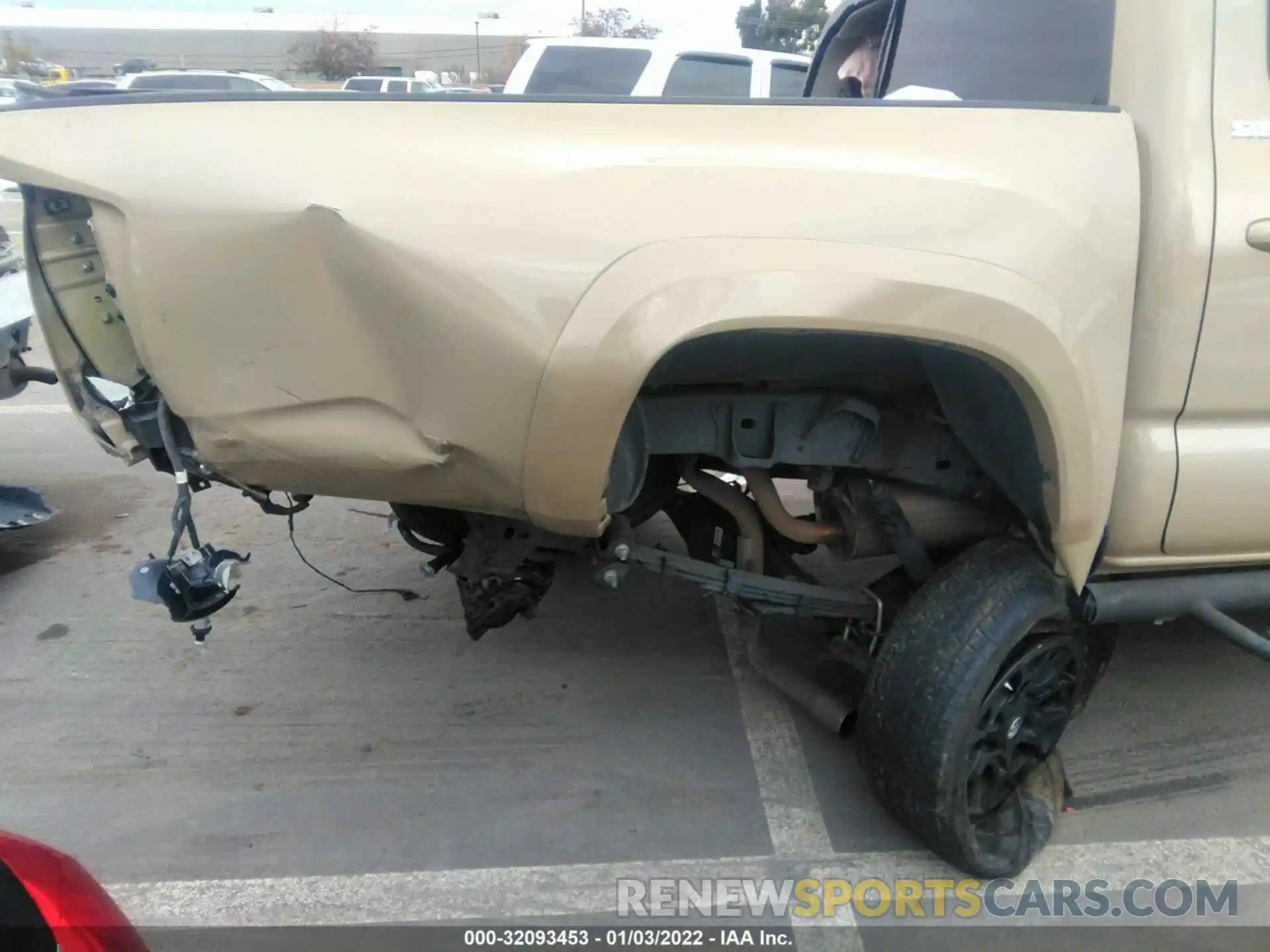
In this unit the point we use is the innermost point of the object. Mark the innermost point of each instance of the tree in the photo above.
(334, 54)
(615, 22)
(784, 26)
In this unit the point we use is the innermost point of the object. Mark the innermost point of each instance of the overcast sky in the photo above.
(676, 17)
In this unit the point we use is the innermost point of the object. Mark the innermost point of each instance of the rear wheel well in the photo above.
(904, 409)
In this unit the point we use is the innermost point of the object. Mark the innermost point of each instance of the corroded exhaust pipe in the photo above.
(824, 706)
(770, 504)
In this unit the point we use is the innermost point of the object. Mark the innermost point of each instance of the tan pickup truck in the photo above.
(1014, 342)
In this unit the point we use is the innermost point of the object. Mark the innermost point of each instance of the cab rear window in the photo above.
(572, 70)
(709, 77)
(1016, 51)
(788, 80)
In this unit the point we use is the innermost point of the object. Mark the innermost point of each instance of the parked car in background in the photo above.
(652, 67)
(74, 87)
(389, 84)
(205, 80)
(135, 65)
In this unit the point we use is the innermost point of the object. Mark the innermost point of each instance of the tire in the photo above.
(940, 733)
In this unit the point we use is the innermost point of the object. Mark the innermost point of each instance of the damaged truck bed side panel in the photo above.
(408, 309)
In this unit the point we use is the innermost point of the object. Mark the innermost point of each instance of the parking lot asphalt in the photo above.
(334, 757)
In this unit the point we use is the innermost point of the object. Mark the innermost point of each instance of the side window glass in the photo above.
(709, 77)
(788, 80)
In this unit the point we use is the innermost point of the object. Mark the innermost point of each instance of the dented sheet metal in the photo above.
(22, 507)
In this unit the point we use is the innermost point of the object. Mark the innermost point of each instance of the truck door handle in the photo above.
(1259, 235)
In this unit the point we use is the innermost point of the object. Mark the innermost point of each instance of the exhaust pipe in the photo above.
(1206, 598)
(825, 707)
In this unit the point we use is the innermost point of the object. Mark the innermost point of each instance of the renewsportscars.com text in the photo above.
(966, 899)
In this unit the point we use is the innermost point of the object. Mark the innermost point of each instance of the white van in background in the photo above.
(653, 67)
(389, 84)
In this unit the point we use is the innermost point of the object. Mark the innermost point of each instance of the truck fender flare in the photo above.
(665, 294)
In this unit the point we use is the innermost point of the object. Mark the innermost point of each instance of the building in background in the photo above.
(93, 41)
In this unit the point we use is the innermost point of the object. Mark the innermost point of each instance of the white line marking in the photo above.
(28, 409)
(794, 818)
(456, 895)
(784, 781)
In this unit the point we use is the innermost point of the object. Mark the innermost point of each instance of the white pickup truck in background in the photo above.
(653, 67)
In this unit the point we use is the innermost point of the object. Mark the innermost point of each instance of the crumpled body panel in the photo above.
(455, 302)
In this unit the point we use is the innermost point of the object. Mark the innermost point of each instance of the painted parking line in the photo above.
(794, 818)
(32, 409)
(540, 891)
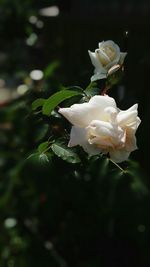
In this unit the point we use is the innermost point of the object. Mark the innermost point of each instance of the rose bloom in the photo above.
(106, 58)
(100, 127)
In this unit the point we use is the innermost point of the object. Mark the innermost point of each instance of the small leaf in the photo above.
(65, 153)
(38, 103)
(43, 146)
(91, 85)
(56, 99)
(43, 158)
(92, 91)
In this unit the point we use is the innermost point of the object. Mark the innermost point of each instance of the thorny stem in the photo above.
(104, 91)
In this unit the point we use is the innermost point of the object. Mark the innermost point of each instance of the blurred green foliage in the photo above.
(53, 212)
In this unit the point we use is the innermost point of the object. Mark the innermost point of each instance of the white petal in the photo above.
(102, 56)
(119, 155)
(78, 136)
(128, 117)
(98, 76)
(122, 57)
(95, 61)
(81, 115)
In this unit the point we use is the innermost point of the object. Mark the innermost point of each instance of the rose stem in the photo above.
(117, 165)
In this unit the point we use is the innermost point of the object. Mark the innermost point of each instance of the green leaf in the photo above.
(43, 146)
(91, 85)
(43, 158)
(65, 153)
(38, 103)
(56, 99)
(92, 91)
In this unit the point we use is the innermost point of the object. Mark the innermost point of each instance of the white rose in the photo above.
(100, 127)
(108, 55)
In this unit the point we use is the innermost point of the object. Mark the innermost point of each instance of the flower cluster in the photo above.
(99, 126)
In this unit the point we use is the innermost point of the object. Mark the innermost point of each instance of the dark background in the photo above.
■ ■ ■ ■ ■
WHAT NEEDS TO BE DONE: Copy out every line of the material above exactly, skipping the pictures.

EXERCISE ANSWER:
In this unit the point we use is the innermost point of the object. Mark the innermost point of each instance of the tree in the photo above.
(334, 54)
(615, 22)
(784, 26)
In this unit the point we use is the innermost point of the object. Mark the innermost point of each instance of the overcast sky in the photo above.
(676, 17)
In this unit the point we use is the innermost point of the object. Mark the innermost point of each instance of the rear wheel well in the photo above.
(904, 409)
In this unit the point we use is the innermost point of the object. Mark the innermost point of each instance of the corroded exhaust pipe in the photo above.
(824, 706)
(770, 504)
In this unit the point we use is the innermost point of the object. Mark the innermost point of each instance of the tan pickup truck in the photo above.
(1014, 342)
In this unit the point we use is the innermost point of the object. Mark the innermost point of each instance of the cab rear window in the photo above.
(572, 70)
(709, 77)
(1016, 51)
(788, 80)
In this unit the point we use is the innermost point of the object. Mark the innermost point of each instance of the parked car in background in the photo above.
(652, 67)
(74, 87)
(389, 84)
(205, 80)
(135, 65)
In this unit the point we use is the innermost point of the object. Mark the innermost point of each instance of the tire in the photo above.
(940, 733)
In this unit the point we use is the innermost point of the object. Mark the innermost point of each instance of the damaged truck bed side panel in the photo above.
(408, 309)
In this unit the point we use is the innermost point of the object. Mark the innermost point of each instance of the parking lot asphalt in the photo above.
(334, 757)
In this unit the point we use is the innermost point of the object. Mark the innermost point of each instance of the side window glass in the photo above.
(709, 77)
(788, 80)
In this unit the point we use is the innermost point of the object. Mark the innermost point of each instance of the dented sheet metal in the photo above.
(22, 507)
In this unit the point we use is the innermost point of the object. Mark the innermost point of each instance of the truck door handle in the photo above.
(1259, 235)
In this unit the point we use is the innermost point of the object. Mark the innermost point of each instance of the exhaust pipe in the photo above.
(1206, 598)
(825, 707)
In this unit the point we use is the innermost point of the object. Mark the innermost point of each instance of the renewsportscars.com text in the photo above.
(966, 899)
In this unit the point we use is the innermost point of the object. Mark the innermost point of each instance of the white van in background in the photo above.
(653, 67)
(389, 84)
In this unit the point we use is the innermost point of the object. Mark the innermost point of each instance of the truck fender flare in the photo above.
(665, 294)
In this unit the point we use is the innermost point of the object. Mark the innermost point of each instance of the building in background in the photo above.
(93, 41)
In this unit the point we use is the innermost point of the object. Mark the innermost point of each instance of the white line marking in the photo above.
(28, 409)
(794, 818)
(456, 895)
(784, 781)
In this unit the point we use is the innermost point of the object. Mark the innermost point of each instance of the white pickup truck in background in the photo above.
(653, 67)
In this unit the point we use is the innermost point of the object. Mark the innermost point of each instance of the crumpled body panel in the photo above.
(455, 302)
In this unit the point we use is the innermost point of the object. Mark the innermost point of each instance of the painted parking line in the photo above.
(794, 818)
(32, 409)
(540, 891)
In this unit the point we use is the innermost point of the object. Mark the innermost point of each instance of the rose bloom in the photo above.
(106, 58)
(100, 127)
In this unit the point we use is the innermost point of the object. Mark the innermost point of each instance of the small leaf in the photo above.
(65, 153)
(38, 103)
(43, 146)
(91, 85)
(56, 99)
(43, 158)
(92, 91)
In this unit the point we use is the innermost point of the object. Mark the innermost point of each instance of the thorny stem in the photo above.
(104, 91)
In this unit the point we use is the innermost point of the object. Mark the innermost point of each instance of the blurred green foliage in the photo above.
(53, 212)
In this unit the point we use is the innermost point of the object. Mark the innermost point of each instance of the white petal in the photo above.
(102, 56)
(119, 155)
(78, 136)
(128, 117)
(98, 76)
(122, 57)
(95, 61)
(81, 115)
In this unit the point we use is the innermost point of the object. Mark the innermost point of each instance of the rose stem in the photo above.
(117, 165)
In this unit the point we use is the innermost point of the object. Mark the innermost point of each instance of the green leaf in the photo above.
(43, 146)
(91, 85)
(43, 158)
(65, 153)
(38, 103)
(56, 99)
(92, 91)
In this unit the point we use is the innermost point of the object. Mark the innermost point of each instance of the white rose in the photo above.
(100, 127)
(108, 55)
In this unit the point we use is the innermost point of the object. Mark the innermost point of each instance of the flower cluster in the photo above.
(99, 126)
In this unit the point we use is the innermost point of the object. Mark the innermost point of each instance of the dark background in the photo above.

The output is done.